ACTION ITEM:
Can you output the records below exactly as they are written?

Entries taken from a collection:
....

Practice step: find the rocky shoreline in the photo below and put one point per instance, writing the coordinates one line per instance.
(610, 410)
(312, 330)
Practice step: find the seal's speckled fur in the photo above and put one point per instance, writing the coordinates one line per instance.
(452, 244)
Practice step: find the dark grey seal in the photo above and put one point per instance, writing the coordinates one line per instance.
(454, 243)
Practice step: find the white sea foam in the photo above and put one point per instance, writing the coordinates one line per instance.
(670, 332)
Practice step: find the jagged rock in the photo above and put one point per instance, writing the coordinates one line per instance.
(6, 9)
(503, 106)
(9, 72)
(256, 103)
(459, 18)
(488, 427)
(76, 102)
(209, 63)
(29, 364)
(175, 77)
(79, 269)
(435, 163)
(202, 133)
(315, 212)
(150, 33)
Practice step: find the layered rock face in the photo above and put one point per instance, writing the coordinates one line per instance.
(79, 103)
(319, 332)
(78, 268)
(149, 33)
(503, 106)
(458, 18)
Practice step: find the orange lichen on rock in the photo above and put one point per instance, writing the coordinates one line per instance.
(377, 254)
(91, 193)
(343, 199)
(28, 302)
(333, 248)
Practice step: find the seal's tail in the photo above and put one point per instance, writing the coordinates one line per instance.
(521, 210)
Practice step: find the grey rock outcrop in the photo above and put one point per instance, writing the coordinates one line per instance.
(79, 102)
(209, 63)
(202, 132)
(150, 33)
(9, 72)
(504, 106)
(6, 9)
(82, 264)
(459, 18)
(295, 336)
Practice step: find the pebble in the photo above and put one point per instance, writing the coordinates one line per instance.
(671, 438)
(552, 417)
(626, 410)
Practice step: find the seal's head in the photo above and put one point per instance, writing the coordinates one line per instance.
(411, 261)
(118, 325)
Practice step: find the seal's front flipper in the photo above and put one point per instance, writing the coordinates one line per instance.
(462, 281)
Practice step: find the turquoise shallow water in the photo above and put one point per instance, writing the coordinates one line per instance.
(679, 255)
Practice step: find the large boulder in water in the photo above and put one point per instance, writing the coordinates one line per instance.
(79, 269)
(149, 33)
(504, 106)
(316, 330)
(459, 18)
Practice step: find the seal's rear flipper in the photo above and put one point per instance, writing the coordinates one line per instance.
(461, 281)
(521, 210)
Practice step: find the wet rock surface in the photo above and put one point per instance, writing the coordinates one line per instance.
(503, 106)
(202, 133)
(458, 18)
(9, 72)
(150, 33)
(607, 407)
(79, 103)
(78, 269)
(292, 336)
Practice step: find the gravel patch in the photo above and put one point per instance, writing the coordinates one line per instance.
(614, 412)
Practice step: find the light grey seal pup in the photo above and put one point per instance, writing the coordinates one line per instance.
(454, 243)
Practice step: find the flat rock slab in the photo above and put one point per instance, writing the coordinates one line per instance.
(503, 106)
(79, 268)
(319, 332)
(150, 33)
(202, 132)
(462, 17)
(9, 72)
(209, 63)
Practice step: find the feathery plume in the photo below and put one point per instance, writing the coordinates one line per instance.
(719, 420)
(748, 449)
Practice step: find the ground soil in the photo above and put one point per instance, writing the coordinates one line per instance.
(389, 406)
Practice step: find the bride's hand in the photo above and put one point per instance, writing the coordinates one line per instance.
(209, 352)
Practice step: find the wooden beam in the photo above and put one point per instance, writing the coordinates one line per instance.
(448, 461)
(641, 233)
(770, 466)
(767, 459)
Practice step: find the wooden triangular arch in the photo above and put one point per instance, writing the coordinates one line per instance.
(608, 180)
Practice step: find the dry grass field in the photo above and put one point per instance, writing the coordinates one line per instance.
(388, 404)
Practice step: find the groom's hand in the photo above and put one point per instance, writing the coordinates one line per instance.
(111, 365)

....

RESPONSE TO THIS TASK:
Practice step: find the rocky shoreline in the photo below and put one point per instance, writing the coordinates one line per instance.
(610, 410)
(312, 330)
Practice step: find the seal's speckled fur in the photo above and put one point per instance, writing the coordinates one line per instance.
(452, 244)
Practice step: find the dark grey seal in the photo above and put one point per instance, writing the coordinates one line per instance.
(454, 243)
Practice step: find the white sea foam in the photo above and put one point per instance, writing the coordinates one line per instance.
(670, 332)
Practice step: find the jagged rock in the photo above and put one point per instance, writing the coordinates one line per instance.
(6, 9)
(503, 106)
(9, 72)
(256, 103)
(459, 18)
(488, 427)
(76, 102)
(209, 63)
(29, 364)
(175, 77)
(79, 269)
(435, 163)
(202, 133)
(315, 212)
(150, 33)
Practice step: find the layered rock face in the photo above and put one point per instance, writing the coordinates one line per instance.
(79, 103)
(319, 332)
(78, 268)
(149, 33)
(503, 106)
(458, 18)
Practice step: find the orange lichen on rock in the photo above and put one point per instance, writing the coordinates one line per instance.
(377, 254)
(91, 193)
(343, 199)
(28, 302)
(333, 248)
Practice step: find the seal's tail in the photo above and put one point per instance, writing the coordinates one line per instance.
(521, 210)
Practice step: find the grey rock outcrop in the photo above and put one point per instance, writing the coordinates one line per instance.
(79, 102)
(209, 63)
(202, 132)
(150, 33)
(9, 72)
(504, 106)
(6, 9)
(82, 264)
(459, 18)
(295, 336)
Practice step: find the pebble in the photo above and put one point per instance, writing the coordinates one line per instance.
(671, 438)
(552, 417)
(626, 410)
Practice step: find the seal's head in the photo above and put one point per instance, writing the coordinates one line per instance.
(411, 261)
(118, 325)
Practice step: find the seal's front flipper in the photo above and put one point per instance, writing the coordinates one line per instance.
(462, 281)
Practice step: find the turquoise shallow water in the photo above and put one point per instance, writing the coordinates one line per instance.
(679, 255)
Practice step: find the large boulder in water in the photo above and put one point per instance, writing the coordinates one line per instance.
(79, 269)
(149, 33)
(504, 106)
(316, 330)
(459, 18)
Practice step: find the seal's rear flipper in the photo above and put one point per instance, writing the coordinates one line per instance.
(461, 281)
(521, 210)
Practice step: find the wet rock surface in the photo above and put one point per instance, writing the coordinates one line per instance.
(503, 106)
(202, 133)
(458, 18)
(9, 72)
(150, 33)
(607, 407)
(79, 103)
(78, 269)
(292, 336)
Practice step: find the gravel patch in the photo above and put one point per instance, writing the coordinates one line per instance.
(614, 412)
Practice step: find the light grey seal pup in the photo above and put one point per instance, writing the coordinates one line per instance.
(454, 243)
Practice step: find the flat rock slab in the photo above and put one point per instance, writing the coordinates one line per instance.
(503, 106)
(79, 268)
(319, 332)
(150, 33)
(202, 132)
(462, 17)
(9, 72)
(209, 63)
Practice step: find the feathery plume in the photo below and put one point per instance, writing the coordinates one line per instance.
(719, 420)
(748, 449)
Practice step: find the ground soil in the photo above and put one point per instance, writing the coordinates one line per instance.
(389, 406)
Practice step: find the bride's hand in the photo above and put one point per instance, writing the coordinates one line per instance.
(209, 352)
Practice step: find the wooden beam in the photo above and put one point per instance, writing the coordinates one line per instance.
(448, 461)
(641, 233)
(770, 466)
(767, 459)
Practice step: find the wooden triangular arch in the photo above and put one point per instance, writing the coordinates one line per instance.
(608, 180)
Practice step: find the dry grass field in the photo above and put one point per instance, writing the coordinates one line per instance.
(388, 404)
Practice step: find the groom's hand in the photo above and put one point per instance, writing the coordinates one line per instance.
(111, 365)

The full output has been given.